What needs to be done
Please copy the rows from the start through the line containing "[[[367,298],[358,281],[351,306],[353,338],[431,338],[441,305]]]", both ends included, with the requests left as they are. Scale every outline coordinate in the answers by 1.45, rounding to whole numbers with halves going up.

··· Supplied records ···

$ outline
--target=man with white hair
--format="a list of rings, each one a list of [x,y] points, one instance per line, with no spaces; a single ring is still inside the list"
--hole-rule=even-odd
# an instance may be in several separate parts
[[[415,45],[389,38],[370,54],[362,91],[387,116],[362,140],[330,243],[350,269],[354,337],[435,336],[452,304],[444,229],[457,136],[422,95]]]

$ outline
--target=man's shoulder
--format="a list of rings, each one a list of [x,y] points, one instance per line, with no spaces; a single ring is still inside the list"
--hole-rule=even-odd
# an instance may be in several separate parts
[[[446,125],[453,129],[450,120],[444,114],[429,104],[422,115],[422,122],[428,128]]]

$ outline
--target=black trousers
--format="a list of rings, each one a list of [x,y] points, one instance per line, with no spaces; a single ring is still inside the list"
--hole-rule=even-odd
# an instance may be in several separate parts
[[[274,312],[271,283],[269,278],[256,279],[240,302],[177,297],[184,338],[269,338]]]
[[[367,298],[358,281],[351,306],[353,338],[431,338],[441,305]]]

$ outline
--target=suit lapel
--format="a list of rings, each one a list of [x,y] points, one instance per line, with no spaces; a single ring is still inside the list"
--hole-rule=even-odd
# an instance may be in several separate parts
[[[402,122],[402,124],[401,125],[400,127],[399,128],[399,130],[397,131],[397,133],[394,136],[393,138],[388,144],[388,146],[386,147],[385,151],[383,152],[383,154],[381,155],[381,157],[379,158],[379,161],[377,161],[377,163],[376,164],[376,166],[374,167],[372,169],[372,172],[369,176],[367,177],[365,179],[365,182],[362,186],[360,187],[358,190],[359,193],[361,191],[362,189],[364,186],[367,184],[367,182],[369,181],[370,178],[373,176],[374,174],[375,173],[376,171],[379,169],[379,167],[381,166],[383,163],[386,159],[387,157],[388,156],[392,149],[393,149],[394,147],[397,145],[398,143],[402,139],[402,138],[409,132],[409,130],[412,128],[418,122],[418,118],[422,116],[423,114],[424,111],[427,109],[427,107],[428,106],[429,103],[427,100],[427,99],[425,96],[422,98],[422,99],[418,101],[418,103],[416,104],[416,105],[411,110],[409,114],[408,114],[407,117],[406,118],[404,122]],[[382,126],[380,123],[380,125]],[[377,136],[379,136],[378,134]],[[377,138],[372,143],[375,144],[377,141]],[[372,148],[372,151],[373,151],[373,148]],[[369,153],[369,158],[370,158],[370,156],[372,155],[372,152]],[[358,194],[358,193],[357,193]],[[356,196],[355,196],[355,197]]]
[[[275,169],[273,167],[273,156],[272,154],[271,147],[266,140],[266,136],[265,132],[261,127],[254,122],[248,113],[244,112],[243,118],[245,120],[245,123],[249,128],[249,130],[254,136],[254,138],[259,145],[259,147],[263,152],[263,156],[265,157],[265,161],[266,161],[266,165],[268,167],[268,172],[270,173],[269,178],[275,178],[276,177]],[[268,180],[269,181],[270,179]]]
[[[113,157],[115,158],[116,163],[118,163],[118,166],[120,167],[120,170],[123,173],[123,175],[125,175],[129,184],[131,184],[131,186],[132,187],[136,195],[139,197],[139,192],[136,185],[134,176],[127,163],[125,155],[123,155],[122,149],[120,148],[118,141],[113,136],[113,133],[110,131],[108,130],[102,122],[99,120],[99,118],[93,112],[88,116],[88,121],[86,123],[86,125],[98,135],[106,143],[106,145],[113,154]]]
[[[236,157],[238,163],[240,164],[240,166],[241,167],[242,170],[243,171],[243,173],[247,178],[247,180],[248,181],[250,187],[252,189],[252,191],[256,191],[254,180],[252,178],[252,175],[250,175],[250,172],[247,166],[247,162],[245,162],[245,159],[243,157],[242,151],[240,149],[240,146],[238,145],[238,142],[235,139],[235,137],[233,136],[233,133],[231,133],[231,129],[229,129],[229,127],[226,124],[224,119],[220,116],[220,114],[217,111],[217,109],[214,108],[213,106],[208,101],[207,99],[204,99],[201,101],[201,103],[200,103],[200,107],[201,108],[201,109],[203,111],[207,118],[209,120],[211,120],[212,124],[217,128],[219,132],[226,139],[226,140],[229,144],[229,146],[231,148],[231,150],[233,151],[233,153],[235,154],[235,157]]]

···

Answer below
$ outline
--target=man with white hair
--format="a list of rings, each one a list of [x,y] points, one instance per line, with no spaces; a single ring is still inside the list"
--hole-rule=even-odd
# an instance may be in several separate parts
[[[602,65],[564,55],[537,78],[525,132],[561,168],[525,203],[479,352],[508,390],[513,489],[631,487],[655,441],[644,332],[663,197],[612,138]]]

$ outline
--target=man's shoulder
--format="a list of rings, each one a list of [x,y] points, one instance per line, with no spaces; a single ring is still inside the list"
--hole-rule=even-odd
# an instance may be in several separate parts
[[[647,181],[657,187],[653,174],[644,165],[622,151],[612,167],[612,177],[621,186]]]

$ outline
--target=black trousers
--format="a list of rings, each one a list of [x,y] points, one instance per line, with no spaces; a single ring is still inside the list"
--hole-rule=even-odd
# an instance may be in several separate parts
[[[397,452],[393,410],[390,403],[371,405],[348,438],[257,431],[267,490],[390,490]]]
[[[532,432],[519,407],[509,444],[512,490],[625,490],[639,442]]]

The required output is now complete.